**PROBLEM STATEMENT**
Transcribe the records below in their entirety, and leave out each image.

[Natural language region descriptions]
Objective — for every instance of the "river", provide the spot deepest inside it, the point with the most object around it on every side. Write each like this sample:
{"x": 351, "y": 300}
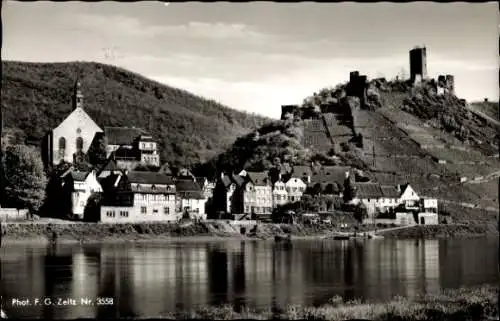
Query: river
{"x": 148, "y": 280}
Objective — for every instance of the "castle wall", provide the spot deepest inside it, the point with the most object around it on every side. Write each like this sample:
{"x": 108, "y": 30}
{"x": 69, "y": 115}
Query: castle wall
{"x": 418, "y": 63}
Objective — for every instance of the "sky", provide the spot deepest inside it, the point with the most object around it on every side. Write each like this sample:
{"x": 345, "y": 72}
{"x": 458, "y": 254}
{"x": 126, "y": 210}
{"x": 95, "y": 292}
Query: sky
{"x": 257, "y": 56}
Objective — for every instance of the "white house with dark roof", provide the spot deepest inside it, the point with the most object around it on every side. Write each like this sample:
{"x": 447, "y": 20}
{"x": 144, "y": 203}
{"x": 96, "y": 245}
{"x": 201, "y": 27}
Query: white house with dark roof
{"x": 257, "y": 194}
{"x": 190, "y": 198}
{"x": 302, "y": 172}
{"x": 280, "y": 195}
{"x": 84, "y": 185}
{"x": 138, "y": 197}
{"x": 330, "y": 179}
{"x": 130, "y": 147}
{"x": 408, "y": 197}
{"x": 368, "y": 194}
{"x": 72, "y": 136}
{"x": 108, "y": 168}
{"x": 295, "y": 188}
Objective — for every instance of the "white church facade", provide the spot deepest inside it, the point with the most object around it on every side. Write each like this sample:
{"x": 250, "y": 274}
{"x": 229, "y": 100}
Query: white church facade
{"x": 73, "y": 135}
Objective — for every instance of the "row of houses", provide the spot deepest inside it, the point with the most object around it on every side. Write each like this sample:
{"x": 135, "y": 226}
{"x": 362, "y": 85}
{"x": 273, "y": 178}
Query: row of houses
{"x": 258, "y": 193}
{"x": 131, "y": 195}
{"x": 135, "y": 196}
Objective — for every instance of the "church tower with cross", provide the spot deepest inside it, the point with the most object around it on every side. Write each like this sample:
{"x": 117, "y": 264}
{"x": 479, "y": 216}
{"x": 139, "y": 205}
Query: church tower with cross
{"x": 73, "y": 136}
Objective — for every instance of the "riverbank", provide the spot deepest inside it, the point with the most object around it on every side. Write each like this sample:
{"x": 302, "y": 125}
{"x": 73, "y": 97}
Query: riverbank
{"x": 479, "y": 303}
{"x": 443, "y": 231}
{"x": 43, "y": 232}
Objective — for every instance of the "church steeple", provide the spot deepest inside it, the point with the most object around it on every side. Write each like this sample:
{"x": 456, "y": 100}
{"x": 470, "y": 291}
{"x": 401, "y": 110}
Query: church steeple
{"x": 77, "y": 95}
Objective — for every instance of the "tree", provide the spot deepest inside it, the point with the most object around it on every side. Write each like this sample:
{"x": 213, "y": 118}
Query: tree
{"x": 349, "y": 191}
{"x": 91, "y": 212}
{"x": 97, "y": 150}
{"x": 25, "y": 179}
{"x": 360, "y": 212}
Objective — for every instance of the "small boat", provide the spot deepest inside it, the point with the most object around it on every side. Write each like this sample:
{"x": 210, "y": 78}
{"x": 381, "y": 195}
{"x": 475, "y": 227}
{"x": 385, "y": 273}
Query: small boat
{"x": 279, "y": 238}
{"x": 341, "y": 236}
{"x": 375, "y": 236}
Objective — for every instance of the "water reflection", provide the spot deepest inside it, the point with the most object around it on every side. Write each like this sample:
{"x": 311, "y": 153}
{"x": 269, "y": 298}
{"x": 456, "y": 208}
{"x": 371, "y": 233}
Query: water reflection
{"x": 149, "y": 280}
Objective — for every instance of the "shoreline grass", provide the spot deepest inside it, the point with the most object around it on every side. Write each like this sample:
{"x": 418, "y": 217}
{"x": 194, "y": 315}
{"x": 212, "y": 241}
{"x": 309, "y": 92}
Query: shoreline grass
{"x": 213, "y": 230}
{"x": 478, "y": 303}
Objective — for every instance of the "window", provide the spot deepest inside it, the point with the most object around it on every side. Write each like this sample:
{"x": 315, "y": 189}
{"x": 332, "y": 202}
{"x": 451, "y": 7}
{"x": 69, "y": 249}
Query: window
{"x": 62, "y": 143}
{"x": 79, "y": 143}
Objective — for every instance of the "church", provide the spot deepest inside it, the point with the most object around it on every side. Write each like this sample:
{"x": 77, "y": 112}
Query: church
{"x": 71, "y": 140}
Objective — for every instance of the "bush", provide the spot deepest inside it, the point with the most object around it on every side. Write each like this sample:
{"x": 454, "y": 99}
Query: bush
{"x": 25, "y": 177}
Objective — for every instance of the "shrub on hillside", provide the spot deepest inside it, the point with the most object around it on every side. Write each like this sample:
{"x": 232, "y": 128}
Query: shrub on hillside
{"x": 25, "y": 177}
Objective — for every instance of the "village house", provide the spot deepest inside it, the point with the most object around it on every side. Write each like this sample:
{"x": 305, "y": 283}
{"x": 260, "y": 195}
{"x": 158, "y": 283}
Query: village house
{"x": 73, "y": 136}
{"x": 131, "y": 147}
{"x": 207, "y": 187}
{"x": 190, "y": 198}
{"x": 223, "y": 194}
{"x": 138, "y": 197}
{"x": 257, "y": 193}
{"x": 82, "y": 185}
{"x": 329, "y": 180}
{"x": 408, "y": 197}
{"x": 295, "y": 188}
{"x": 389, "y": 199}
{"x": 302, "y": 172}
{"x": 108, "y": 168}
{"x": 370, "y": 195}
{"x": 429, "y": 205}
{"x": 280, "y": 195}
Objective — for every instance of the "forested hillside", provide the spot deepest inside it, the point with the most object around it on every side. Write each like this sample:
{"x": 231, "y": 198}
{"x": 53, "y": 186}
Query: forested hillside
{"x": 37, "y": 97}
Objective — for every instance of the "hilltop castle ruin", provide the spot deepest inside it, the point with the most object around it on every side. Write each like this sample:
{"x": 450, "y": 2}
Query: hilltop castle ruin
{"x": 359, "y": 84}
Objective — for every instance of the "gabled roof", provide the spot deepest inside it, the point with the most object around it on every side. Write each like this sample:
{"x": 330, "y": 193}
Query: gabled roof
{"x": 300, "y": 171}
{"x": 110, "y": 165}
{"x": 285, "y": 169}
{"x": 390, "y": 192}
{"x": 187, "y": 185}
{"x": 122, "y": 152}
{"x": 330, "y": 174}
{"x": 258, "y": 178}
{"x": 226, "y": 180}
{"x": 201, "y": 180}
{"x": 165, "y": 169}
{"x": 238, "y": 180}
{"x": 368, "y": 190}
{"x": 108, "y": 182}
{"x": 189, "y": 189}
{"x": 146, "y": 138}
{"x": 77, "y": 176}
{"x": 122, "y": 135}
{"x": 141, "y": 189}
{"x": 149, "y": 178}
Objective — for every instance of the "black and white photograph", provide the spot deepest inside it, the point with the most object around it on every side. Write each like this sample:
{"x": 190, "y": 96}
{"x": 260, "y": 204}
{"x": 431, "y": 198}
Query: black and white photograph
{"x": 249, "y": 160}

**WRITTEN RESPONSE**
Objective — for every instance of the "river", provide the spot deepest inside it, the point with the most object around it on every side. Write each like this sample:
{"x": 351, "y": 300}
Query: river
{"x": 148, "y": 280}
Objective — for every instance of the "castle wall", provide the spot deepest inside it, the point with the most object around it on every side. Write each like this sample:
{"x": 108, "y": 30}
{"x": 69, "y": 115}
Query: castle wall
{"x": 418, "y": 63}
Objective — for every instance of the "sky", provide the spot deepest inside it, the point with the most object around it on every side. Write each like this sample:
{"x": 345, "y": 72}
{"x": 458, "y": 254}
{"x": 126, "y": 210}
{"x": 95, "y": 292}
Query: sky
{"x": 257, "y": 56}
Objective — for every instance of the "white house with dark roof", provide the spot deepest inside it, the point with the most object around it on every side. Write each like this sample:
{"x": 447, "y": 20}
{"x": 144, "y": 203}
{"x": 96, "y": 245}
{"x": 201, "y": 27}
Query: white house with dark roof
{"x": 257, "y": 194}
{"x": 190, "y": 198}
{"x": 302, "y": 172}
{"x": 280, "y": 195}
{"x": 84, "y": 185}
{"x": 138, "y": 197}
{"x": 330, "y": 179}
{"x": 130, "y": 147}
{"x": 408, "y": 197}
{"x": 368, "y": 194}
{"x": 72, "y": 136}
{"x": 108, "y": 168}
{"x": 295, "y": 188}
Objective — for every instance of the "white church facade", provide the spot deepest inside it, the point with the most object around it on every side. Write each like this sample:
{"x": 250, "y": 274}
{"x": 229, "y": 100}
Query: white church facade
{"x": 73, "y": 135}
Objective — for every instance of the "row of houses", provide the spot deepest inside it, the point with the most object around it on every side. Write each like this sample:
{"x": 135, "y": 226}
{"x": 362, "y": 85}
{"x": 273, "y": 178}
Query: row of houses
{"x": 258, "y": 193}
{"x": 131, "y": 195}
{"x": 135, "y": 196}
Objective — for every instance of the "church tower with cross", provide the spot deepest inside it, the point with the most object around it on every side. Write each like this sample:
{"x": 117, "y": 264}
{"x": 479, "y": 216}
{"x": 139, "y": 205}
Query: church tower with cross
{"x": 73, "y": 136}
Objective — for every instance of the "riverbank", provide the spot deepest inside it, the point with the most object around it on every side. Write each like this sample:
{"x": 302, "y": 125}
{"x": 73, "y": 97}
Query: riverbank
{"x": 479, "y": 303}
{"x": 443, "y": 231}
{"x": 43, "y": 232}
Objective — for every instance of the "church steeple", provide the spot deepest inside it, the point with the most object around it on every side. Write each like this sample:
{"x": 456, "y": 100}
{"x": 470, "y": 291}
{"x": 401, "y": 110}
Query: church steeple
{"x": 77, "y": 95}
Objective — for every instance of the "tree", provide the spot deepest inside it, the point with the most object around it on every side. Write each like this sample:
{"x": 213, "y": 118}
Query: tree
{"x": 349, "y": 191}
{"x": 91, "y": 212}
{"x": 97, "y": 150}
{"x": 25, "y": 179}
{"x": 360, "y": 212}
Objective — for every instance of the "small boat", provide the spot deepest inside it, the point with the most object around it on every side. Write each like this sample:
{"x": 210, "y": 78}
{"x": 381, "y": 195}
{"x": 475, "y": 227}
{"x": 385, "y": 273}
Query: small boat
{"x": 279, "y": 238}
{"x": 341, "y": 236}
{"x": 375, "y": 236}
Objective — for every instance of the "water reflection", provide the spot deepest inside it, the point with the most object around it on every side. Write each like this sample:
{"x": 311, "y": 153}
{"x": 269, "y": 298}
{"x": 456, "y": 208}
{"x": 371, "y": 233}
Query: water reflection
{"x": 149, "y": 280}
Objective — for every instance of the "shoreline grass", provide the spot deepest inside it, the point with the most object around it on every side. Write each like this sample:
{"x": 418, "y": 217}
{"x": 194, "y": 315}
{"x": 212, "y": 241}
{"x": 309, "y": 92}
Query: shoreline grass
{"x": 213, "y": 230}
{"x": 478, "y": 303}
Objective — for every instance of the "window", provide the spot deepest inside it, the point with the most object around it on every side. Write each like this sample:
{"x": 315, "y": 189}
{"x": 332, "y": 202}
{"x": 451, "y": 7}
{"x": 69, "y": 249}
Query: window
{"x": 62, "y": 143}
{"x": 79, "y": 143}
Objective — for every instance of the "church", provide the spot deepest inside it, the point with the most object around it on every side. Write each like this sample:
{"x": 77, "y": 112}
Query: church
{"x": 71, "y": 140}
Objective — for every instance of the "bush", provide the spot deepest inside it, the point with the most object around it on every side. Write each like this sample:
{"x": 454, "y": 99}
Query: bush
{"x": 25, "y": 177}
Objective — for every instance of the "shrub on hillside", provide the spot deepest inside it, the point with the most object around it on every side. Write each like this sample:
{"x": 232, "y": 128}
Query: shrub on hillside
{"x": 25, "y": 177}
Objective — for every instance of the "village house", provide the spot deepest inside it, the point with the most object around it on every side. Write each like this sample:
{"x": 305, "y": 283}
{"x": 260, "y": 195}
{"x": 158, "y": 283}
Query: village house
{"x": 73, "y": 136}
{"x": 131, "y": 147}
{"x": 207, "y": 187}
{"x": 190, "y": 198}
{"x": 223, "y": 194}
{"x": 138, "y": 197}
{"x": 257, "y": 193}
{"x": 82, "y": 185}
{"x": 329, "y": 180}
{"x": 408, "y": 197}
{"x": 295, "y": 188}
{"x": 389, "y": 199}
{"x": 302, "y": 172}
{"x": 108, "y": 168}
{"x": 370, "y": 195}
{"x": 429, "y": 205}
{"x": 280, "y": 195}
Objective — for every instance of the "forested hillside", provide the spot deepest inside it, the point with the most object around it on every side. Write each like this sample:
{"x": 231, "y": 198}
{"x": 53, "y": 186}
Query: forested hillside
{"x": 37, "y": 97}
Objective — for every instance of the "hilltop castle ruin", provide the spot deepest inside it, the point with the most object around it on every side. Write each like this sample:
{"x": 450, "y": 2}
Query: hilltop castle ruin
{"x": 359, "y": 84}
Objective — for every instance of the "gabled roof", provide the spot deepest inside it, the point with the most object around it on every side. Write each like this sample:
{"x": 330, "y": 193}
Query: gabled roof
{"x": 300, "y": 171}
{"x": 110, "y": 165}
{"x": 285, "y": 169}
{"x": 390, "y": 192}
{"x": 187, "y": 185}
{"x": 122, "y": 152}
{"x": 330, "y": 174}
{"x": 258, "y": 178}
{"x": 226, "y": 180}
{"x": 201, "y": 180}
{"x": 165, "y": 169}
{"x": 238, "y": 180}
{"x": 368, "y": 190}
{"x": 108, "y": 182}
{"x": 189, "y": 189}
{"x": 146, "y": 138}
{"x": 77, "y": 176}
{"x": 122, "y": 135}
{"x": 141, "y": 189}
{"x": 149, "y": 178}
Objective — for every instance of the "black and white photograph", provide the spot deepest inside it, the point with the most object around it on every side. Write each like this sample:
{"x": 190, "y": 96}
{"x": 260, "y": 204}
{"x": 431, "y": 198}
Query: black and white photograph
{"x": 249, "y": 160}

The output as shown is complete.